Exercise aim: These entries are to be retyped in full, word for word.

Natural language region descriptions
+ + + + + + +
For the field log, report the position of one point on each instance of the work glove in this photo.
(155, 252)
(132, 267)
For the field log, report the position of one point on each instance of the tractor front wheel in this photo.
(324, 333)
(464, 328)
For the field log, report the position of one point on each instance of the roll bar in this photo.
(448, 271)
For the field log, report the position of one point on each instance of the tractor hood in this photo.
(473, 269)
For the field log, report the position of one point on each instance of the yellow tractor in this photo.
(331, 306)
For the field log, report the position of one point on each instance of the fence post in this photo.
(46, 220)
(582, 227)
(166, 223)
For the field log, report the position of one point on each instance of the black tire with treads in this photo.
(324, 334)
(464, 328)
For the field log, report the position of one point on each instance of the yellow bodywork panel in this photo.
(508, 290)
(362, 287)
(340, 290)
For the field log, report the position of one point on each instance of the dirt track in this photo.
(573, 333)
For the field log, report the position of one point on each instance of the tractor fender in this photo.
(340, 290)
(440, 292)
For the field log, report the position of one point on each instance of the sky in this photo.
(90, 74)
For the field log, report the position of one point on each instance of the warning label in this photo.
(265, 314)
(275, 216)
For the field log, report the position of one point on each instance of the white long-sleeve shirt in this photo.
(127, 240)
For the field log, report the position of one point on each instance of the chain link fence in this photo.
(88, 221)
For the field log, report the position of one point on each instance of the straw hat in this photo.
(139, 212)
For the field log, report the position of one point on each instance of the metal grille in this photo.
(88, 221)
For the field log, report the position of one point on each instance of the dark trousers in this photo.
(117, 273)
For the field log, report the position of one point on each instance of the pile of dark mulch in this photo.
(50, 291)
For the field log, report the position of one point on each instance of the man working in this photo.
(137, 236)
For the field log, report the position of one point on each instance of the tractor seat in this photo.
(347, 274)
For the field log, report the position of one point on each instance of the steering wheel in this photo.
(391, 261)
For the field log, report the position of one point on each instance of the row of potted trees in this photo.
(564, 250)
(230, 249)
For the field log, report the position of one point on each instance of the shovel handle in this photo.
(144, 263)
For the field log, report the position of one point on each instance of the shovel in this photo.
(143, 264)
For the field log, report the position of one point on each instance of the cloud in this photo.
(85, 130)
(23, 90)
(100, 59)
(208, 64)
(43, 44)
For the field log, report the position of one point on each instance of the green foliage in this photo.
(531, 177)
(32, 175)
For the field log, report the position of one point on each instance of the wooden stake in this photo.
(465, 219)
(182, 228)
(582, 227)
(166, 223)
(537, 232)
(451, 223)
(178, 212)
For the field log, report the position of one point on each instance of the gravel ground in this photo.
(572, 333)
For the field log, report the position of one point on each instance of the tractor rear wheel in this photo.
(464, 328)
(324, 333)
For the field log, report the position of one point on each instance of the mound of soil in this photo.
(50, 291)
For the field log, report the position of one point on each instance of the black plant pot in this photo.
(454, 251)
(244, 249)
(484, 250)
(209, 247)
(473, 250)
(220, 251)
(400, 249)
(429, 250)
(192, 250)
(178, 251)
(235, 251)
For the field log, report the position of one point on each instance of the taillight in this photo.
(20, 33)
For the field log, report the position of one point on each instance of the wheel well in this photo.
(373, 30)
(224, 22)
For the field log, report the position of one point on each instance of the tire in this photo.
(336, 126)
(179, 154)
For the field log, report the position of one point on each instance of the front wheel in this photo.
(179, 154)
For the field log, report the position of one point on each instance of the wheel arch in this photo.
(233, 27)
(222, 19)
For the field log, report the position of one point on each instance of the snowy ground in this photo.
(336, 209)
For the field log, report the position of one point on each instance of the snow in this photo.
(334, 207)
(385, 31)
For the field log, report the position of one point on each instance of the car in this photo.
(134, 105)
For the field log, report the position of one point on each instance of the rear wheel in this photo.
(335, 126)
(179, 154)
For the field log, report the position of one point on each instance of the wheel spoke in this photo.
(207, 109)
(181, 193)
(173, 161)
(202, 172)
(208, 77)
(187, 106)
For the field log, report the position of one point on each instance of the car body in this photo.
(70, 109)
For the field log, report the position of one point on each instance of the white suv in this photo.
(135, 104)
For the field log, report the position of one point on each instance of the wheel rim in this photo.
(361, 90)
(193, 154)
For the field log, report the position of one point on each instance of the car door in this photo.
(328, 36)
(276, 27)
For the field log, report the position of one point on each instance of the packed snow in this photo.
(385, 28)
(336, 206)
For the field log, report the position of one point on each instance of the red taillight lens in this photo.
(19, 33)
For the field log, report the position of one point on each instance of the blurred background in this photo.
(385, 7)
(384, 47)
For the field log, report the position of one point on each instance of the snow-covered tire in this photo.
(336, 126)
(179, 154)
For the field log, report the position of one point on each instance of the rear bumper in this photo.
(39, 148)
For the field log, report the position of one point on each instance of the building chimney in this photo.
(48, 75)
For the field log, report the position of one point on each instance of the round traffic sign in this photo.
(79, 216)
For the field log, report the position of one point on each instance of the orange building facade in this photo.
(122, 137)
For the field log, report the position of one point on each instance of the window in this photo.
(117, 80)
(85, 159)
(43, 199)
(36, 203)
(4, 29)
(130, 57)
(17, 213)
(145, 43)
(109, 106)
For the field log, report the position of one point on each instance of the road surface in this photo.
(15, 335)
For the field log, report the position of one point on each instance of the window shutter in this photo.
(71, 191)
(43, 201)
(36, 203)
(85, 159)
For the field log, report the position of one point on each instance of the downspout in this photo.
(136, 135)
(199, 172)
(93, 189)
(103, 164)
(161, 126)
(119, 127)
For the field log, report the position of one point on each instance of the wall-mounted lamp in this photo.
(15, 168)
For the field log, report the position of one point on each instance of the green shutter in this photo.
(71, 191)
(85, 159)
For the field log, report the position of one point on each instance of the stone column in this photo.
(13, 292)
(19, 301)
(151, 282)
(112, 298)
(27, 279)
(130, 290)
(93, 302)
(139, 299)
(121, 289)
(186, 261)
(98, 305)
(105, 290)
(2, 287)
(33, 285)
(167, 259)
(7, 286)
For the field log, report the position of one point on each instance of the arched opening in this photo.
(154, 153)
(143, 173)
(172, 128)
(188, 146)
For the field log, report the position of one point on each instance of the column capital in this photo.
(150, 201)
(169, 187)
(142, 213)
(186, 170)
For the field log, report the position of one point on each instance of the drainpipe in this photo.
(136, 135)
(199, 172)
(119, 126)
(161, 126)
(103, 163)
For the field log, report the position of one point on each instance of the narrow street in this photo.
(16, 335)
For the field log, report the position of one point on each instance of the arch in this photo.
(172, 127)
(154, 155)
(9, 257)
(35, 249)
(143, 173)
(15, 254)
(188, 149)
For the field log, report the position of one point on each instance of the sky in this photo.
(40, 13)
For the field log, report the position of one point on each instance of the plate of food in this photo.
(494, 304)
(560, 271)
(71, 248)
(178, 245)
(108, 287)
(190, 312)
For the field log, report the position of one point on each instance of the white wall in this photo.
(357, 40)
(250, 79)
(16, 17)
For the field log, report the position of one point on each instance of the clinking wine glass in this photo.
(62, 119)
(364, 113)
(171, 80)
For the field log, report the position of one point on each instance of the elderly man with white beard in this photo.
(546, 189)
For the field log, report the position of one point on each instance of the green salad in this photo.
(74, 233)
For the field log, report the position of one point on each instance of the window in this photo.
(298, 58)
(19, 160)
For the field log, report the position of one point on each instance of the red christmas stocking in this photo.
+ + + + + + +
Exercise result:
For the field log, report the position of one point on each instance of the work glove in this photo.
(155, 252)
(132, 267)
For the field log, report the position of one point on each instance of the tractor front wheel in this photo.
(324, 333)
(464, 328)
For the field log, report the position of one point on each instance of the roll bar in this photo.
(448, 271)
For the field log, report the position of one point on each instance of the tractor hood in this photo.
(473, 269)
For the field log, report the position of one point on each instance of the yellow tractor in this photo.
(331, 306)
For the field log, report the position of one point on each instance of the fence post in this photo.
(46, 220)
(582, 227)
(166, 223)
For the field log, report the position of one point on each instance of the black tire with treads in this photo.
(324, 334)
(464, 328)
For the field log, report the position of one point on each instance of the yellow bodywork panel in this photo.
(508, 290)
(362, 287)
(340, 290)
For the field log, report the position of one point on each instance of the dirt track in this photo.
(573, 333)
For the field log, report the position of one point on each instance of the tractor fender in this photo.
(340, 290)
(440, 292)
For the field log, report the position of one point on each instance of the sky in this photo.
(90, 74)
For the field log, report the position of one point on each instance of the warning label in this photo.
(265, 314)
(275, 216)
For the field log, report the position of one point on each instance of the white long-sleeve shirt in this photo.
(127, 240)
For the field log, report the position of one point on each instance of the chain link fence in this photo.
(88, 221)
For the field log, report the position of one point on each instance of the straw hat in this photo.
(139, 212)
For the field log, report the position of one point on each instance of the metal grille in this photo.
(88, 221)
For the field log, report the position of one point on each instance of the dark trousers in this photo.
(117, 273)
For the field log, report the position of one point on each instance of the pile of dark mulch in this photo.
(50, 291)
For the field log, report the position of one point on each instance of the man working in this photo.
(137, 236)
For the field log, report the position of one point on each instance of the tractor seat in this photo.
(347, 274)
For the field log, report the position of one point on each instance of the steering wheel in this photo.
(391, 261)
For the field log, report the position of one point on each instance of the row of potted trees in this photo.
(564, 250)
(230, 249)
For the field log, report the position of one point on each instance of the shovel handle in this photo.
(144, 263)
For the field log, report the position of one point on each instance of the shovel in this photo.
(143, 264)
For the field log, report the position of one point on each instance of the cloud in this photo.
(85, 130)
(23, 90)
(100, 59)
(208, 64)
(43, 44)
For the field log, report the position of one point on each instance of the green foliage in this photo.
(531, 177)
(32, 175)
For the field log, report the position of one point on each instance of the wooden stake in this photo.
(465, 219)
(182, 228)
(582, 227)
(166, 223)
(537, 232)
(451, 223)
(178, 212)
For the field log, report the position of one point on each instance of the gravel ground in this photo.
(572, 333)
For the field log, report the position of one point on each instance of the tractor rear wheel in this photo.
(464, 328)
(324, 333)
For the field log, report the position of one point on each instance of the mound of soil in this photo.
(50, 291)
For the field log, report the position of one point on each instance of the black plant pot in this photo.
(454, 251)
(244, 249)
(484, 250)
(209, 247)
(473, 250)
(220, 251)
(400, 249)
(429, 250)
(192, 250)
(178, 251)
(235, 251)
For the field log, report the position of one point on each instance of the taillight in this photo.
(20, 33)
For the field log, report the position of one point on each instance of the wheel well in this photo.
(373, 30)
(224, 22)
For the field log, report the position of one point on each instance of the tire in this photo.
(336, 126)
(179, 154)
For the field log, report the position of one point on each instance of the front wheel in this photo.
(179, 154)
For the field log, report the position of one point on each instance of the wheel arch in this photo.
(233, 27)
(222, 19)
For the field log, report the position of one point on each instance of the snowy ground in this photo.
(336, 209)
For the field log, report the position of one point on each instance of the snow in this photo.
(334, 207)
(385, 31)
For the field log, report the position of one point on each instance of the car in this photo.
(134, 105)
For the field log, report the position of one point on each instance of the rear wheel in this photo.
(335, 126)
(179, 154)
For the field log, report the position of one point on each instance of the wheel spoke in this photo.
(207, 109)
(181, 193)
(173, 161)
(202, 172)
(208, 77)
(187, 106)
For the field log, report the position of one point on each instance of the car body in this photo.
(70, 109)
For the field log, report the position of one point on each instance of the white suv in this photo.
(135, 104)
For the field log, report the position of one point on each instance of the wheel rim in this photo.
(361, 90)
(193, 154)
For the field log, report the position of one point on each instance of the car door in this photo.
(328, 36)
(276, 27)
For the field log, report the position of one point on each instance of the packed snow in this photo.
(385, 28)
(336, 206)
For the field log, report the position of one point on each instance of the red taillight lens in this photo.
(19, 33)
For the field log, report the position of one point on each instance of the blurred background in this photo.
(385, 7)
(384, 47)
For the field log, report the position of one point on each instance of the snow-covered tire in this photo.
(336, 126)
(179, 154)
For the field log, report the position of one point on each instance of the rear bumper in this photo.
(39, 148)
For the field log, report the position of one point on each instance of the building chimney in this photo.
(48, 75)
For the field log, report the position of one point on each instance of the round traffic sign in this photo.
(79, 216)
For the field log, report the position of one point on each instance of the orange building facade in this photo.
(122, 137)
For the field log, report the position of one point on each instance of the window in this photo.
(117, 80)
(85, 159)
(43, 199)
(36, 203)
(4, 29)
(130, 57)
(17, 213)
(145, 43)
(109, 106)
For the field log, report the position of one point on each instance of the road surface in this photo.
(15, 335)
For the field log, report the position of one point on each instance of the window shutter in this photo.
(71, 191)
(43, 201)
(36, 203)
(85, 159)
For the field log, report the position of one point on each instance of the downspout in this photo.
(136, 135)
(199, 172)
(93, 189)
(103, 164)
(161, 126)
(119, 127)
For the field log, report the position of one point on each instance of the wall-mounted lamp in this photo.
(15, 168)
For the field log, report the position of one point on each instance of the green shutter in this photo.
(71, 191)
(85, 159)
For the field log, report the position of one point on each instance of the stone column in this photo.
(13, 292)
(19, 301)
(151, 282)
(112, 298)
(27, 279)
(130, 290)
(93, 302)
(139, 299)
(121, 289)
(186, 261)
(98, 305)
(105, 290)
(2, 287)
(33, 285)
(167, 259)
(7, 286)
For the field log, report the position of one point on each instance of the arched opening in this photo.
(154, 153)
(143, 173)
(172, 128)
(188, 146)
For the field log, report the position of one point on each instance of the column capital in this photo.
(150, 201)
(169, 187)
(142, 213)
(186, 170)
For the field log, report the position of one point on each instance of the drainpipe in this photo.
(136, 135)
(199, 172)
(119, 126)
(161, 126)
(103, 163)
For the field log, report the position of one point on each instance of the narrow street in this photo.
(16, 335)
For the field log, report the position of one point on each instance of the arch in this photo.
(172, 127)
(154, 155)
(9, 257)
(35, 249)
(143, 173)
(15, 254)
(188, 149)
For the field log, report the position of one point on each instance of the sky in this photo.
(40, 13)
For the field log, report the position of one point on each instance of the plate of food in this photo.
(494, 304)
(560, 271)
(71, 248)
(178, 245)
(108, 287)
(190, 312)
For the field log, report the position of one point on each instance of the white wall in this photo.
(357, 40)
(250, 79)
(16, 17)
For the field log, report the position of one point on each instance of the clinking wine glass in this photo.
(62, 119)
(364, 113)
(171, 80)
For the field log, report the position of one point on each instance of the elderly man with white beard in this photo.
(546, 189)
For the field log, report the position of one point on each instance of the green salad in this photo.
(74, 233)
For the field log, report the position of one point on each instance of the window in this photo.
(298, 58)
(19, 160)
For the field log, report the position of one point on each instance of the red christmas stocking in this photo.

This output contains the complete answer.